— Supplied text —
The concept of social vulnerability highlights the potential impact of disaster on groups that are associated with demographic, socio-economic, cultural, and physical aspect, such as age structure, gender, disability, household, education level, poverty, gross income, density of built structure and others [5, 11, 12]. The combination of these factors might increases or decreases the potential risk due to the effects of natural disasters on the population. In order to measure the social vulnerability and spatial variability of population to disasters, qualitative and quantitative methods have been introduced. Cutter et al., [5] had developed the Social Vulnerability Index (SoVI) containing location-based indicators to measure and identify the major factors influencing social vulnerability. The SoVI framework has been adapted and applied in several locations and social environments in order to better understand the factors impacting the vulnerability of the population [10, 11, 13-15].

It is a known fact that the implementation of earthquake disaster management in Malaysia is still in its early-stage, [16] hence, there is a dearth of quantitative assessment of social vulnerability to earthquakes in Malaysia due to the lack of social data for analysis and mapping. Thus, this research proposes a model that integrates the social vulnerability index in evaluating the exposure of population and properties to seismic hazard in Pahang, Malaysia. Accordingly, the multivariate data analysis technique is applied to produce the composite index of social vulnerability and using GIS platform in identifying and classifying the exposure vulnerability of study area to seismic threat. The spatial distribution of the social vulnerability indicators provides a basis for risk-reduction policies [5].

The result of this research is the social vulnerability map that has been derived from the integrated social vulnerability index framework and the exposure map by combining the social vulnerability map with seismic hazard map of Pahang region. The level of exposure and vulnerability of the population and residential aspects against earthquake are highly influenced by the disaster impact [17]. Thus, the assessment of exposure level for Pahang is essential in providing preliminary information on disaster mitigation and strategies. 

2. Data Collection and Methodology

2.1 Study area and data collection

The study area is the Pahang state, located on Peninsula Malaysia at the latitude of 3° 58' 27.6276'' N and longitude of 102° 26' 17.0052'' E. Pahang known as the largest Peninsula Malaysia state which covers an administrative area of 35,965 km2 with approximately 1.6 million populations. Most of the northern suburbs are surrounded by hilly and mountainous areas (Figure 1).

In terms of its seismic profile, Pahang is relatively low with stable geological condition. However, between 2007 and 2010, not less than 24 minor local earthquakes with magnitudes ranging from 1.7 to 3.5 had occurred in the Bentong Fault Zone (Bukit Tinggi Fault and Kuala Lumpur Fault) [18]. This is assumed to be the result of the reactivation of ancient dormant fault due to stress from the built-up source of neighbouring seismic events in Sumatra, Indonesia [19]. Therefore, the region requires particular attention from the responsible agencies in identifying the level of seismic exposure to occupants and residential properties as initial information on disaster preparedness and mitigation.

— Complete the following —
A. In the social vulnerability passage, copy the part that opens with the words containing "It is a known" and closes with "risk-reduction policies [5].", swapping "multivariate data analysis technique" for "statistical analysis method".
B. According to the social vulnerability passage, what range of magnitudes did the minor local earthquakes in the Bentong Fault Zone have between 2007 and 2010?
The material after this point comes from a different source.

— Supplied material —

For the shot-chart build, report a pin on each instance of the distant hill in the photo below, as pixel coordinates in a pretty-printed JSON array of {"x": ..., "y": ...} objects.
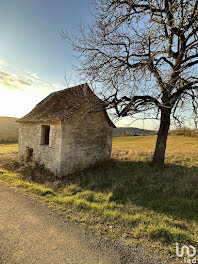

— Written responses —
A.
It is a known fact that the implementation of earthquake disaster management in Malaysia is still in its early-stage, [16] hence, there is a dearth of quantitative assessment of social vulnerability to earthquakes in Malaysia due to the lack of social data for analysis and mapping. Thus, this research proposes a model that integrates the social vulnerability index in evaluating the exposure of population and properties to seismic hazard in Pahang, Malaysia. Accordingly, the statistical analysis method is applied to produce the composite index of social vulnerability and using GIS platform in identifying and classifying the exposure vulnerability of study area to seismic threat. The spatial distribution of the social vulnerability indicators provides a basis for risk-reduction policies [5].

B. 1.7 to 3.5